### WAT TE DOEN
1. In welk jaar onderzocht de commissie-Donner volgens de tekst over prins Bernhard en de Lockheedaffaire zijn rol in die affaire?
2. Ga verder met de tekst over prins Bernhard en de Lockheedaffaire, te beginnen na de laatste zin.

### TEKSTBLOK
○ ○ ○ ○

Bernhards rol Lockheed onderschat
AMSTERDAM – De commissie-Donner, die in 1976 de rol van prins Bernhard in de Lockheedaffaire onderzocht, heeft geprobeerd zo weinig mogelijk strafbare feiten te vinden. Maar ze vond ze wel. Bernhards betrokkenheid bij de affaire was groter dan tot nu toe was bewezen.
Die conclusies trekt dr. Gerard Aalders in zijn deze week verschenen boek ”Het Lockheed-schandaal. Wapenindustrie, smeergeld & corruptie” (239 blz.; uitg. Boom, Amsterdam).
Aalders, dit jaar gepensioneerd als onderzoeker van het Nederlands Instituut voor Oorlogsdocumentatie (NIOD), baseert zich onder meer op stukken van de onderzoekscommissie die recent, na een beroep op de Wet openbaarheid van bestuur, tevoorschijn kwamen. Een ander deel wordt tot zijn spijt pas in 2050 openbaar gemaakt.
Sinds de prins eind 2004 overleed, is er een stroom publicaties verschenen waarin zijn leven, en vooral ook het beeld dat hij er zelf van had geschapen, werd gereconstrueerd. Zijn jeugd, zijn buitenechtelijke escapades, de mythes rond zijn betekenis in en na de oorlog – stukje bij beetje wordt het leven van de prins-gemaal ontrafeld.

○ ○ ○ ○

Opgeslagen gegevens
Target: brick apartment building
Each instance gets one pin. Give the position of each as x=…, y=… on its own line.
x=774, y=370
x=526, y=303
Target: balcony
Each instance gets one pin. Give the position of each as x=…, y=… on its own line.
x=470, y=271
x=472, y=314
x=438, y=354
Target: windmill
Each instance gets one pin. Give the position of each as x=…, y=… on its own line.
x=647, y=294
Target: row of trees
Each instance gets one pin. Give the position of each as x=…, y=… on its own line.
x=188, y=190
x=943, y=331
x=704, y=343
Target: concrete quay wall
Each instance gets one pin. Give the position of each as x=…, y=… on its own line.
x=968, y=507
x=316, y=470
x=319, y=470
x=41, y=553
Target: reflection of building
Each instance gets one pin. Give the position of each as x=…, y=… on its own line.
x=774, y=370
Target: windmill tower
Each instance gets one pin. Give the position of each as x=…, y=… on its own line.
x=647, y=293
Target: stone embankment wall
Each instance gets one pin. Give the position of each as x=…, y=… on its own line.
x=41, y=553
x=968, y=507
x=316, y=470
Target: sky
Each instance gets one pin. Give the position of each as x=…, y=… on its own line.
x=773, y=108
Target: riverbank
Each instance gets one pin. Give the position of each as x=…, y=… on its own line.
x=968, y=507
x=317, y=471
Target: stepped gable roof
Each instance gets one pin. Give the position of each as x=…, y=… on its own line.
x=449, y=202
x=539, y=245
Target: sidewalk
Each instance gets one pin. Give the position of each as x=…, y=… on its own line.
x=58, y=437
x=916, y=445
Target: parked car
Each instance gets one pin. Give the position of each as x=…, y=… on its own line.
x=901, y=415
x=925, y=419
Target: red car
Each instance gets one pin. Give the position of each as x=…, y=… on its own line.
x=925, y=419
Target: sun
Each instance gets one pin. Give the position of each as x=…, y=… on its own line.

○ ○ ○ ○

### ANTWOORDEN
1. In 1976.

2.
Aalders had er een groot aandeel in; het nu verschenen boek is zijn derde in enkele jaren tijd, na ”Bernhard zakenprins. Illegale wapenhandel, louche zakenlieden en dubieuze bankiers” en ”De prins kan mij nog meer vertellen. Prins Bernhard feit en fictie”. Al bij het eerste boek stelde hij de vraag: „Hoe blijft een man die liegt, draait, smeergeld aanneemt, zijn vrouw bedriegt, uitsluitend eigenbelang en pleziertjes najaagt, zich met louche types inlaat, in wapens handelt, ministers corrumpeert en voortdurend fantasieverhalen over zichzelf de wereld instuurt, door de jaren heen zo mateloos populair?”
Aalders’ nieuwe boek gaat over de hele Lockheedaffaire, en dus maar voor een deel over Bernhard. Hij plaatst vraagtekens bij de onafhankelijkheid van de onderzoekscommissie, zonder te beweren dat ze slecht onderzoek heeft verricht.
Aalders noemt mogelijke oorzaken waardoor de prins om geld verlegen zat, zoals het onderhouden van zijn maîtresses en buitenechtelijke kinderen. „Verder is het zo goed als zeker dat hij vanwege zijn losse levenswandel en zijn connecties met de wereld van de wapenhandel en een aantal zakenlieden en bankiers met zeer bedenkelijke reputatie slachtoffer is geworden van chantage.”
De prins vroeg de vliegtuigbouwer dan ook zelf om steekpenningen, zo blijkt uit de briefjes die nu boven water zijn gekomen. Hij liet het geld op een Zwitserse bankrekening storten.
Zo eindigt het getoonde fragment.